(Records)

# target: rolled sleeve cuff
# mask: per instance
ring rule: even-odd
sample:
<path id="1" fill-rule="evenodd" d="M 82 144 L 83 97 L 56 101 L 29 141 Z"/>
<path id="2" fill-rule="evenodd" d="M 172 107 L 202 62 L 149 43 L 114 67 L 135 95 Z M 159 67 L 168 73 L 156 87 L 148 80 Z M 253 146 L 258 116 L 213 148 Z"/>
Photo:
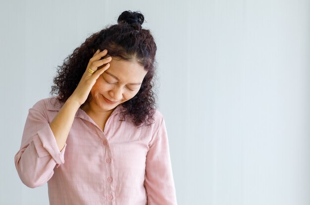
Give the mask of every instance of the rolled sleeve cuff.
<path id="1" fill-rule="evenodd" d="M 52 159 L 59 164 L 64 163 L 64 152 L 67 144 L 59 151 L 56 139 L 54 136 L 50 124 L 48 124 L 37 134 L 33 136 L 33 142 L 39 158 L 51 155 Z"/>

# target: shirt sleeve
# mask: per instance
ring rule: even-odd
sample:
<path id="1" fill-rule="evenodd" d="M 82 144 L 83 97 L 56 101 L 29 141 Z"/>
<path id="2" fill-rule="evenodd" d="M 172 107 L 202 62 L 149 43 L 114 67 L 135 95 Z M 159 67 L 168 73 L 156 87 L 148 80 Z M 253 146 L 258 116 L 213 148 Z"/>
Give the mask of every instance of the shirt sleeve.
<path id="1" fill-rule="evenodd" d="M 169 143 L 163 118 L 147 155 L 144 185 L 148 205 L 177 205 Z"/>
<path id="2" fill-rule="evenodd" d="M 14 157 L 15 164 L 22 182 L 35 188 L 43 185 L 58 167 L 64 163 L 65 147 L 61 151 L 50 126 L 43 100 L 29 110 L 20 150 Z"/>

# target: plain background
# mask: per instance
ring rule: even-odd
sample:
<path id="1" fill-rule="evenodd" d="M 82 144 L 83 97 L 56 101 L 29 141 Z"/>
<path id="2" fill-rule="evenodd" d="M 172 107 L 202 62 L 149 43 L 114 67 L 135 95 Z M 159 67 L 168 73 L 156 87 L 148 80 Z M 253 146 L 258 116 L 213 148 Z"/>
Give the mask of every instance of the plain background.
<path id="1" fill-rule="evenodd" d="M 14 164 L 28 109 L 126 10 L 157 45 L 178 204 L 310 204 L 309 0 L 1 0 L 0 204 L 48 204 Z"/>

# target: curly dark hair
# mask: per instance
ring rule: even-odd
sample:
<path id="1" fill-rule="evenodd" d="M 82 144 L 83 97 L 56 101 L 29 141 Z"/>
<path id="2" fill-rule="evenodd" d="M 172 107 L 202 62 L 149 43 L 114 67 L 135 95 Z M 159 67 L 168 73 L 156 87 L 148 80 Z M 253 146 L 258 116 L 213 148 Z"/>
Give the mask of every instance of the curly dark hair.
<path id="1" fill-rule="evenodd" d="M 108 55 L 128 61 L 135 60 L 148 71 L 137 94 L 122 105 L 126 108 L 123 116 L 128 115 L 136 126 L 152 124 L 156 107 L 152 88 L 157 47 L 150 30 L 142 29 L 144 21 L 144 16 L 140 11 L 125 11 L 119 16 L 117 24 L 87 38 L 65 59 L 61 66 L 57 66 L 51 94 L 58 95 L 58 101 L 64 103 L 77 86 L 94 53 L 98 49 L 106 49 Z M 81 107 L 90 100 L 90 94 Z"/>

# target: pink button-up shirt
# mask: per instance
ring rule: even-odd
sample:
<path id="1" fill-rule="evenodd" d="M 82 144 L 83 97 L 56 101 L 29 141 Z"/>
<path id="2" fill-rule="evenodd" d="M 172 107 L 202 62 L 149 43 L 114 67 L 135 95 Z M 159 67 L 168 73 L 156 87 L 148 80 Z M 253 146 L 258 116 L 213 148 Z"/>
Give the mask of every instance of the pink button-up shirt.
<path id="1" fill-rule="evenodd" d="M 29 109 L 15 164 L 21 181 L 48 182 L 51 205 L 176 205 L 165 122 L 136 127 L 119 105 L 104 131 L 77 111 L 59 152 L 50 123 L 61 108 L 54 97 Z"/>

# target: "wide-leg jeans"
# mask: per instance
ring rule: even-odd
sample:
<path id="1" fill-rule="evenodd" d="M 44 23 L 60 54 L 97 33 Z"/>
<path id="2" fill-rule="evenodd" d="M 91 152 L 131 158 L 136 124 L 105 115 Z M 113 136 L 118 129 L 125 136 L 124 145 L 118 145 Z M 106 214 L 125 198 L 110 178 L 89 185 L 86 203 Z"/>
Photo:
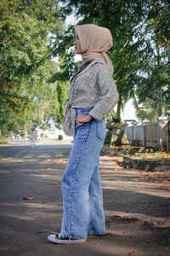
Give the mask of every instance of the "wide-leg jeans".
<path id="1" fill-rule="evenodd" d="M 91 109 L 76 109 L 88 114 Z M 73 147 L 62 179 L 63 218 L 60 234 L 74 239 L 105 234 L 99 153 L 105 137 L 104 120 L 76 125 Z"/>

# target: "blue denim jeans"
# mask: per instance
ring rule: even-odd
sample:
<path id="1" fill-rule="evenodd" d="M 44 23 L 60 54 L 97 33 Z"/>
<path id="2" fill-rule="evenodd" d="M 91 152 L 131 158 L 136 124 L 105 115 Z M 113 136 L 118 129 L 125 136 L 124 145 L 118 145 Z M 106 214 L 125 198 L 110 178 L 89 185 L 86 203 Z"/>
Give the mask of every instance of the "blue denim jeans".
<path id="1" fill-rule="evenodd" d="M 88 114 L 91 109 L 76 109 Z M 63 218 L 60 234 L 74 239 L 105 234 L 99 153 L 105 137 L 104 120 L 75 124 L 76 135 L 62 179 Z"/>

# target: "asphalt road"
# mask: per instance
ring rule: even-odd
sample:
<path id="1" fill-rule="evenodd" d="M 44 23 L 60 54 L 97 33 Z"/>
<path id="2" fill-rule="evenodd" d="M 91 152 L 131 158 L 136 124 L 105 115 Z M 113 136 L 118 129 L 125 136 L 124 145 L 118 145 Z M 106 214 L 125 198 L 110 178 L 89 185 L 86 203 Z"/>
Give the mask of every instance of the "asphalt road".
<path id="1" fill-rule="evenodd" d="M 47 240 L 60 230 L 71 148 L 71 143 L 34 141 L 0 147 L 0 255 L 169 256 L 169 191 L 117 167 L 114 157 L 100 158 L 108 234 L 73 246 Z"/>

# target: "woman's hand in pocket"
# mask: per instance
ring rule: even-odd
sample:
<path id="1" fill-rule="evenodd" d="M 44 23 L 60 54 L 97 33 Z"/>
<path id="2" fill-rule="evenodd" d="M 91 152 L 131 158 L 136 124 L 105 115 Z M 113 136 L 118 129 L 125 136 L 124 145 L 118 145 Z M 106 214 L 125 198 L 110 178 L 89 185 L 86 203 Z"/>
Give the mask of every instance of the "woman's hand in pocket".
<path id="1" fill-rule="evenodd" d="M 91 116 L 89 113 L 87 115 L 84 114 L 79 114 L 76 118 L 76 125 L 82 125 L 84 123 L 89 122 L 93 119 L 93 116 Z"/>

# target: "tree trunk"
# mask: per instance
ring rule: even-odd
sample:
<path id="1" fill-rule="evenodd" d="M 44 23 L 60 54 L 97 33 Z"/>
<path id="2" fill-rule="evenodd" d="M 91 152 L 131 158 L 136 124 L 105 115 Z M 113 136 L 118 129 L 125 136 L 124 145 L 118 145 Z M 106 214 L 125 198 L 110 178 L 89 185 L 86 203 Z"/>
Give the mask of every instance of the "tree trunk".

Written task: Write the stretch of the listing from its start through the line containing "14 157 L 15" as a two-column CSV headed input and output. Give one row for each thing asked, with its wording under input and its answer under output, put each field in quotes, turn line breaks into spaces, and leave the pictures out.

Task result:
input,output
"# target: rolled sleeve cuff # mask: per instance ring rule: even-odd sample: <path id=""1"" fill-rule=""evenodd"" d=""M 82 144 L 83 97 L 56 101 L 29 141 Z""/> <path id=""2"" fill-rule=""evenodd"" d=""M 172 107 L 202 62 L 149 43 L 114 67 L 135 95 Z M 159 67 L 168 73 L 156 87 L 148 80 Z M 253 146 L 258 116 L 213 148 Z""/> Photo: Give the mask of every instance of the rolled sleeve cuff.","<path id=""1"" fill-rule=""evenodd"" d=""M 52 159 L 59 164 L 64 163 L 64 152 L 67 144 L 59 151 L 56 139 L 54 136 L 50 124 L 48 124 L 37 134 L 33 136 L 33 142 L 39 158 L 51 155 Z""/>"
"# target: shirt sleeve # mask: per instance ring rule: even-odd sample: <path id=""1"" fill-rule=""evenodd"" d=""M 82 144 L 83 97 L 56 101 L 29 141 Z""/> <path id=""2"" fill-rule=""evenodd"" d=""M 172 107 L 202 62 L 149 43 L 114 67 L 135 95 Z M 159 67 L 168 73 L 156 87 L 148 80 Z M 253 146 L 258 116 L 213 148 Z""/> Give the mask of every instance of the shirt sleeve.","<path id=""1"" fill-rule=""evenodd"" d=""M 169 143 L 163 118 L 147 155 L 144 185 L 148 205 L 177 205 Z""/> <path id=""2"" fill-rule=""evenodd"" d=""M 14 157 L 15 164 L 22 182 L 35 188 L 43 185 L 58 167 L 64 163 L 65 147 L 61 151 L 50 126 L 43 100 L 29 110 L 20 150 Z""/>"